| Extract |
News
Fill out this form to email this article to a friend
Propositions include a restriction on petitions
By JONI JAMES
Published October 25, 2006
Voters will face six questions on the November ballot asking them to change the Florida Constitution, including one that will make it harder to amend the document.
But this year's ballot measures include only one petition from citizens: a measure that would dedicate funding for antismoking initiatives.
The five other measures were put there by Florida's Legislature, including one that would require proposed amendments be approved by 60 percent of voters.
Other ballot measures would mandate more long-term financial planning by the state, make it harder for governments to seize private land, reduce property taxes for permanently disabled veterans and allow counties to provide deeper property tax cuts for low-income seniors.
Amendment 1
Requires Florida's Legislature to adopt long-term fiscal plans for the state and limit how lawmakers spend general revenue.
This ballot measure was the brainchild of Senate President Tom Lee, a Valrico Republican who is a candidate for the state's chief financial officer. Lee was dismayed by how often Florida's lawmakers used one-time funds to pay for recurring expenses, such as school operations. He believes such money should go for one-time expenditures, such as school construction.

| Dataset extract |

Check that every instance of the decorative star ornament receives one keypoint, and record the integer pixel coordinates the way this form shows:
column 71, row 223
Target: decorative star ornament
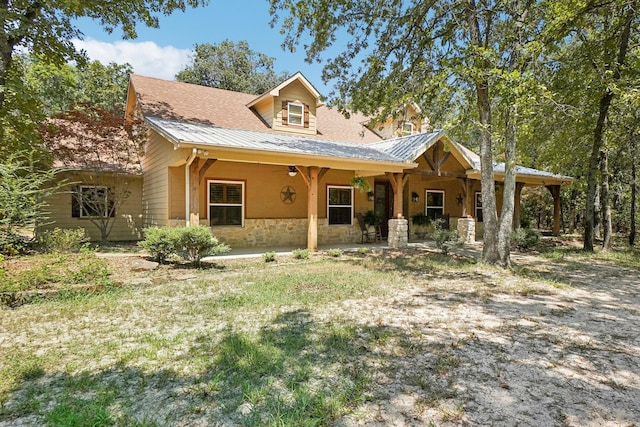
column 288, row 194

| Instructions |
• A. Duplicate the part of the article on Florida's 2006 ballot propositions between "But this year's" and "percent of voters.", inclusive.
• B. Go on with the article on Florida's 2006 ballot propositions from where it stops, not the material.

| Outputs |
• A.
But this year's ballot measures include only one petition from citizens: a measure that would dedicate funding for antismoking initiatives.
The five other measures were put there by Florida's Legislature, including one that would require proposed amendments be approved by 60 percent of voters.

• B.
Under the measure, the use of such one-time funds for recurring expenses would be capped at 3 percent of all of the state's general revenue, unless three-fifths of both the House and Senate agree to lift the cap.
The amendment also would require the Legislature to produce a long-range fiscal outlook every September, a long-range planning document every two years and require the state's emergency stabilization fund to have a balance as big as 5 percent of the previous year's general revenue receipts.
Amendment 3
Requires a 60 percent approval rate for future adoption of constitutional amendments.
Florida's Republican-led Legislature, increasingly unhappy with the ability of residents to make law that lawmakers didn't approve, wants to make it harder to amend the state Constitution by requiring supermajority approval.
Backing the Legislature's efforts are Florida's biggest business lobbies, including the Florida Chamber of Commerce, which says such mandates - like the 2002 class-size amendment - increase the likelihood of tax hikes.
Opposition to the measure is diverse: from antigrowth activists hoping to change the state's growth laws to social conservatives hoping to pass a gay marriage ban. They argue citizen petitions are necessary because the Legislature has declined to act on measures that have strong public support, including the 2002 ban on smoking in public places.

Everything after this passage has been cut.